═══ Entries supplied
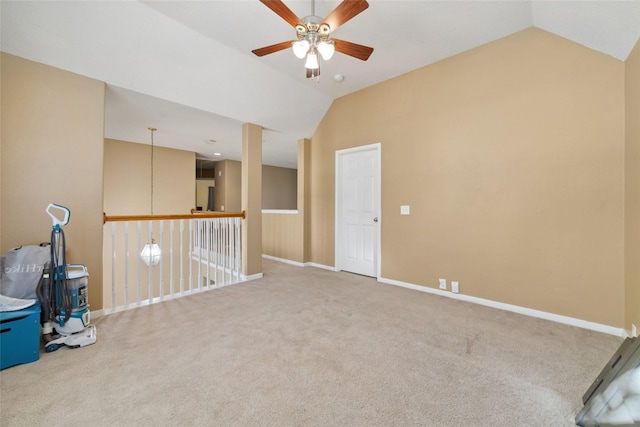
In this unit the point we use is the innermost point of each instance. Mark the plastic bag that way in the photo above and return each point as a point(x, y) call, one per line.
point(20, 270)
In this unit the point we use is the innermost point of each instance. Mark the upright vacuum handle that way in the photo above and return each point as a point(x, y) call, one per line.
point(54, 218)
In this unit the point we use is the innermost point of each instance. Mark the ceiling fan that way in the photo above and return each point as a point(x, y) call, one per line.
point(313, 34)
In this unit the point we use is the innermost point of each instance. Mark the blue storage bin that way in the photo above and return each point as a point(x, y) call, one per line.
point(19, 336)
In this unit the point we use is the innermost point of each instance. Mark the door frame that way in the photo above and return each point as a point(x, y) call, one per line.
point(377, 147)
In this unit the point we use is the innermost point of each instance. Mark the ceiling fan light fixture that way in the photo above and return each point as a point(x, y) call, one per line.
point(312, 60)
point(300, 48)
point(326, 49)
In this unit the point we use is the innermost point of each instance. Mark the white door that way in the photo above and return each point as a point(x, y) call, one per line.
point(358, 209)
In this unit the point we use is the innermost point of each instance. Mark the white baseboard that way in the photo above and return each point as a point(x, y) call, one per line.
point(286, 261)
point(322, 266)
point(252, 277)
point(598, 327)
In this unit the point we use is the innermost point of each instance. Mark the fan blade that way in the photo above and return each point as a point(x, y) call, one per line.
point(345, 11)
point(282, 11)
point(352, 49)
point(272, 49)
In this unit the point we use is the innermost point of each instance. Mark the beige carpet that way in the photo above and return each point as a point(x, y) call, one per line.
point(308, 347)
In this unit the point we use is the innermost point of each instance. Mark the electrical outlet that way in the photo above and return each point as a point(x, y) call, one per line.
point(455, 287)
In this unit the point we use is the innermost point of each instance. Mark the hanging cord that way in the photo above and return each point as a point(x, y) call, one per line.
point(152, 131)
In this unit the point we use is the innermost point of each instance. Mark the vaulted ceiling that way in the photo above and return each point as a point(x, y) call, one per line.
point(186, 67)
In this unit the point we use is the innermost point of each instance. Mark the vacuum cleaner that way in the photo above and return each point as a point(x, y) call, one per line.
point(63, 293)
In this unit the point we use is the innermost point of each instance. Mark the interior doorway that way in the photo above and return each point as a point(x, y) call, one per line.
point(358, 219)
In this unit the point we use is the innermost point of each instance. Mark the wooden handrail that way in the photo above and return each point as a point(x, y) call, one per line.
point(194, 214)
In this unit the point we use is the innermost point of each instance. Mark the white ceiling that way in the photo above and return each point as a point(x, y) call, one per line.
point(186, 67)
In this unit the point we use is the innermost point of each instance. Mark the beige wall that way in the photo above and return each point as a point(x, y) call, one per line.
point(285, 235)
point(632, 189)
point(511, 157)
point(279, 187)
point(127, 179)
point(52, 147)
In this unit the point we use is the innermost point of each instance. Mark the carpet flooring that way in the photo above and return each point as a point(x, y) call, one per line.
point(310, 347)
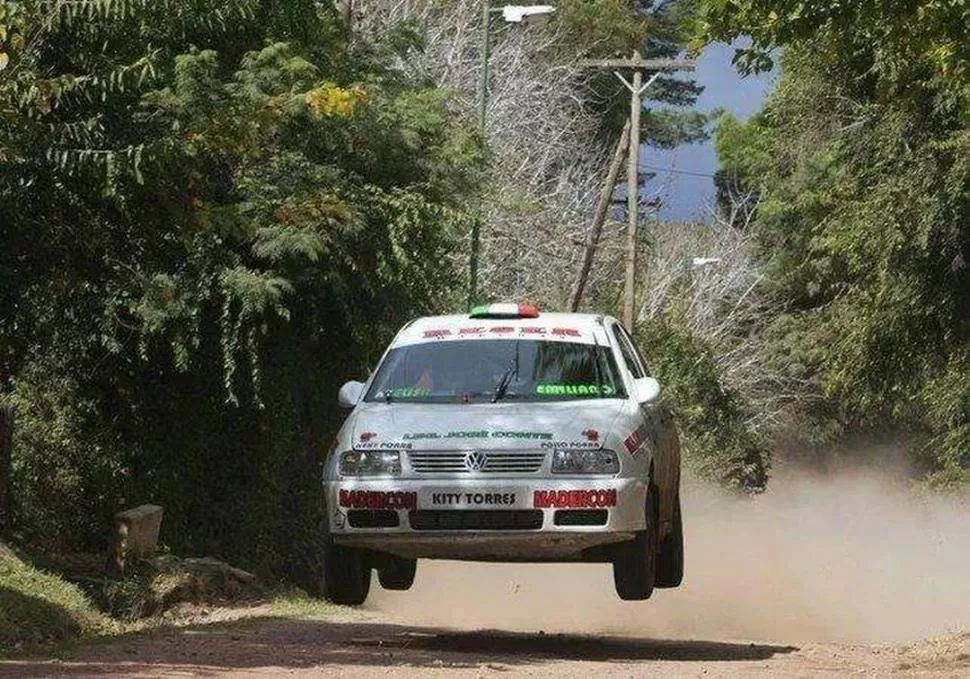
══════
> _Goal_
Reproduce every row above word for word, leaving out the pictures.

> _Answer to this exercise_
In this unit the point we use is the innermost point of each instance. Mark the plastic bag that way in the photo above and return each point as a point(x, y) call, one per line.
point(20, 270)
In this unit the point we use is the innermost point of each instance. Mark the upright vacuum handle that way in the photo above and return each point as a point(x, y) call, one per line.
point(54, 218)
In this unit the point we use is the innermost point of each instance. Mark the ceiling fan that way in the photo above and return each point as a point(x, y) call, one per line.
point(313, 34)
In this unit the point we use is the innermost point of each instance. Mark the blue storage bin that way in the photo above and return each point as a point(x, y) call, one per line.
point(19, 336)
In this unit the point we use is the innermost point of each instance. Mark the door frame that way in the photo above and return each point as a point(x, y) call, one per line.
point(377, 147)
In this unit the point we use is the innermost point of each instance. Mark the ceiling fan light fixture that way in the photo above and return each point as a point(x, y) call, one per line.
point(312, 60)
point(300, 48)
point(326, 49)
In this unit the point we use is the innermost point of each instance. Mark the white door that way in the photo above and return each point as a point(x, y) call, one per line.
point(358, 209)
In this unit the point we use is the innermost point of each instance. Mark the white baseboard that way in the photo above and return each point as a point(x, y) call, one per line.
point(286, 261)
point(322, 266)
point(252, 277)
point(598, 327)
In this unit the point we use is the innermost point of each instance. Mark the fan blade that way in the photo above and return each point as a point(x, y) call, one per line.
point(345, 11)
point(282, 11)
point(352, 49)
point(272, 49)
In this unit the point we use is the innermost point of each instance. Mark the beige carpet that way in the photo above and return each point as a point(x, y) call, one per line.
point(308, 347)
In this unit the point we use is the innermost point of each instance. Mark the electrical outlet that way in the photo above and return each point as a point(x, y) call, one per line.
point(455, 287)
In this unit the point we use is the innermost point of each instance. Mark the hanging cord that way in the photo above and return each point as a point(x, y) call, one per line.
point(152, 131)
In this unit the point we use is the innermost point of each instance. Mark the vaulted ceiling that way in the photo above and return each point as a point(x, y) call, one per line.
point(186, 67)
In this unit the point we use is the innermost point of each instance. Mark the vacuum cleaner that way in the photo above and return each point as a point(x, y) call, one per line.
point(63, 293)
In this unit the point we use is the innermost point of each instance. Mark the interior doorway that way in the photo above and return each point as a point(x, y) call, one per line.
point(358, 219)
In this unit the point we use is the innermost point of each instance. Mark the wooden handrail that way in the photo above and return each point as a point(x, y) call, one per line.
point(194, 214)
In this unit the point we use is the innermost point of each instance. Mark the white ceiling that way in the photo above and return each point as a point(x, y) call, one per line.
point(186, 67)
In this unit the point we use is the innermost point of each instance. Mark the beige wall that way in the photo above and return each point as a point(x, y) call, one per line.
point(285, 235)
point(632, 189)
point(511, 157)
point(279, 187)
point(127, 179)
point(52, 147)
In this unit the point we use is the innermost point of each instance. Mark the carpet flooring that way in the photo above and return each point as a point(x, y) call, one per line.
point(310, 347)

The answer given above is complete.